What this exercise asks
**A.** Print the section of the page on external formats starting at "Formatformat Option ValueRecognized" and ending at "Value format, as in PostgreSQL. Optionally, gzip compressed.".
**B.** Name every external data format that the page on external formats lists as supported.
**C.** Write the next part of the page on external data formats and options, picking up after its final sentence.

Page text
* * * * * * *

External Formats and Options

Applies to: ❌ Data Cloud SQL ✅ Tableau Hyper API

Data Cloud SQL supports various external data formats.

Some external formats carry schema information while others don’t. Data Cloud SQL can infer the schema of formats having schema information automatically. But the schema must be given explicitly, or it’s taken from the target table in a COPY FROM statement for formats without schema information.

The format of an external source or target is set through the FORMAT option. If the FORMAT option isn’t specified, Data Cloud SQL tries to infer the format from the file extension. If multiple files are read or written, they’re all required to have the same extension.

Data Cloud SQL supports these formats.

Formatformat Option ValueRecognized File ExtensionsSchema Inference?Description
Text'text'.txt, .txt.gzNoText format, as in PostgreSQL. Optionally, gzip compressed.
CSV'csv'.csv, .csv.gzNoComma-Separated Value format, as in PostgreSQL. Optionally, gzip compressed.
Apache Parquet'parquet'.parquetYesThe Apache Parquet format. Versions 1 and 2 are supported.
Apache Iceberg'iceberg'Specified path must point to table directoryYesThe Apache Iceberg format. Versions 1 and 2 are supported, but version 3 isn’t supported.
Apache Arrow'arrowfile', 'arrowstream'arrow, arrowsNoThe Apache Arrow format version 1.3 with restrictions

Array types can’t be written to Apache Iceberg and Apache Parquet.

* * * * * * *

Recorded information
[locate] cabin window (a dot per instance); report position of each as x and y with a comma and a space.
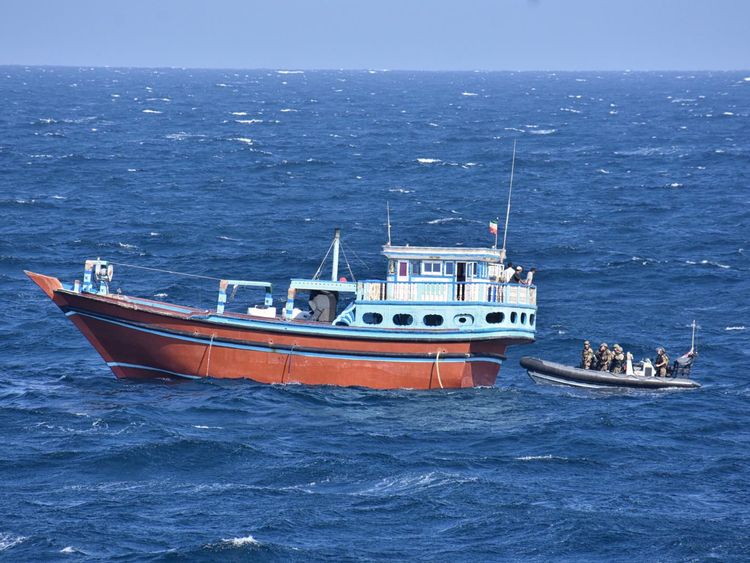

* * * * * * *

Answer set
**A.**
Formatformat Option ValueRecognized File ExtensionsSchema Inference?Description
Text'text'.txt, .txt.gzNoText format, as in PostgreSQL. Optionally, gzip compressed.
CSV'csv'.csv, .csv.gzNoComma-Separated Value format, as in PostgreSQL. Optionally, gzip compressed.

**B.** Text, CSV, Apache Parquet, Apache Iceberg, Apache Arrow

**C.**
You can use format options to customize the way the external format is read and interpreted. The available options depend on the format. Syntactically, use the syntax for named parameters to define the options. For example, option => value. Separate multiple options with commas. In the COPY FROM, COPY TO, and CREATE EXTERNAL TABLE statement, define options in the WITH clause. For the external function, define options as function arguments after the initial argument describing the source or target. These example statements all read from a CSV file products.csv by using the field delimiter '|'.

These options are available for all or multiple external formats.

FORMAT => 'format_name'

The file format. This parameter can be omitted, if the names of the files to be scanned end in a recognized file extension.

COLUMNS => DESCRIPTOR(<column_def> [, ... ])

The schema of the file. A column_def consists of a column name followed by a column type. It can also include a COLLATE clause or a NOT NULL restriction. External functions require the COLUMNS option to read data. COPY and CREATE TEMPORARY EXTERNAL TABLE assume that the file has the same schema as the table.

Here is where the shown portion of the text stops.